## SUPPLIED TEXT
Archive for the ‘Seventies Culture’ Category

#388 – Smells Like Mid-Life Crisis

Wednesday, May 12th, 2010

it’s like rain on your wedding day: a.o. scott on the ironies (are they ironies?) of the gen x man’s mid-life crisis.

A.O. Scott has a typically intriguing and well-written essay of cultural criticism in which he detects a crisis of the Gen X male’s mid-life crisis. Scott knits together, in a threadbare grunge-flannel tapestry, recent films such as Greenberg and Hot Tub Time Machine and Sam Lipsyte’s novel The Ask to argue that the meta-crisis for Gen X men now arriving in middle age is that they never grew up in the first place.

## PROVIDED MATERIAL
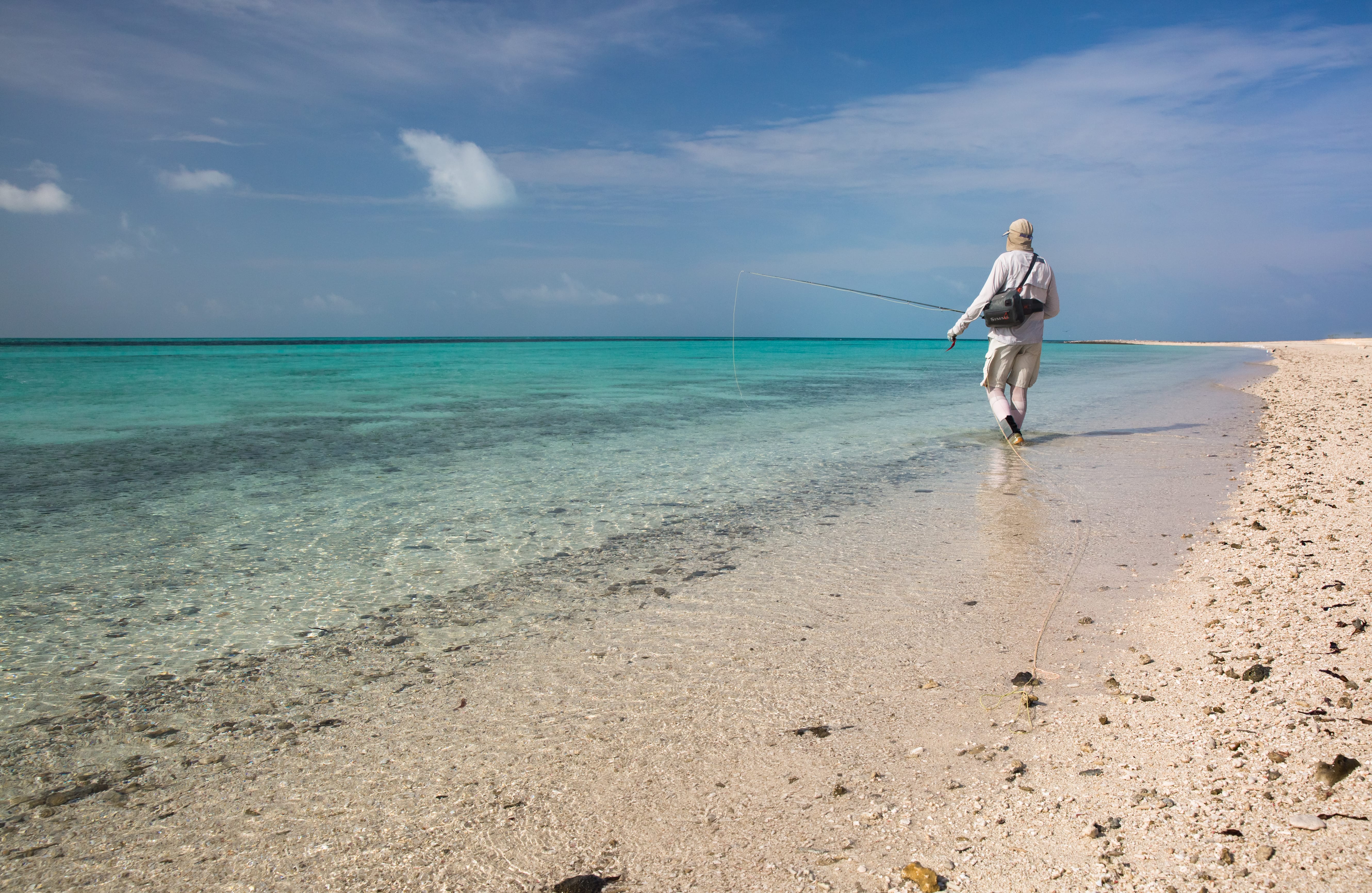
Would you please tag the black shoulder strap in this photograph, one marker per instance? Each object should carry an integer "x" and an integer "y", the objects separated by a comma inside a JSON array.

...

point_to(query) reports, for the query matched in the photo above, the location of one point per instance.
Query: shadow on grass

## SET EXERCISE A
Set down the passage of the blog post on the Gen X mid-life crisis word for word, starting with "it’s like rain" and going on through "the first place.".
## SET EXERCISE B
Write the next part of the blog post on the Gen X mid-life crisis, picking up right after its last sentence.

## TASK ANSWER A
it’s like rain on your wedding day: a.o. scott on the ironies (are they ironies?) of the gen x man’s mid-life crisis.

A.O. Scott has a typically intriguing and well-written essay of cultural criticism in which he detects a crisis of the Gen X male’s mid-life crisis. Scott knits together, in a threadbare grunge-flannel tapestry, recent films such as Greenberg and Hot Tub Time Machine and Sam Lipsyte’s novel The Ask to argue that the meta-crisis for Gen X men now arriving in middle age is that they never grew up in the first place.

## TASK ANSWER B
I think Scott has it backward. The real crisis of Gen X men is not that they can’t grow up in order to have a mid-life crisis, but rather that they were never young in the first place. That is to say, they were never young by the criteria of the baby-boomer definitions of youth (“hope I die before I get old” and all that). These constructions of youth and adolescence—forged in the 1960s and 70s—dominated American middle-class culture in the 1980s and 90s. But they were also imploding as baby boomers clung to youth into their middle years and redefined, along with corporate marketers happy to help them, what young meant.

The need to establish youth as generational difference remained an imperative for Gen X, but it no longer functioned well to establish difference. This was the experience of “vintage postmodernism” that Scott describes in the essay. (As a side note, “vintage postmodernism” a fabulously strange phrase, as if to suggest that now we live in a post-postmodern moment—and perhaps we do; and perhaps therein lies a way out.)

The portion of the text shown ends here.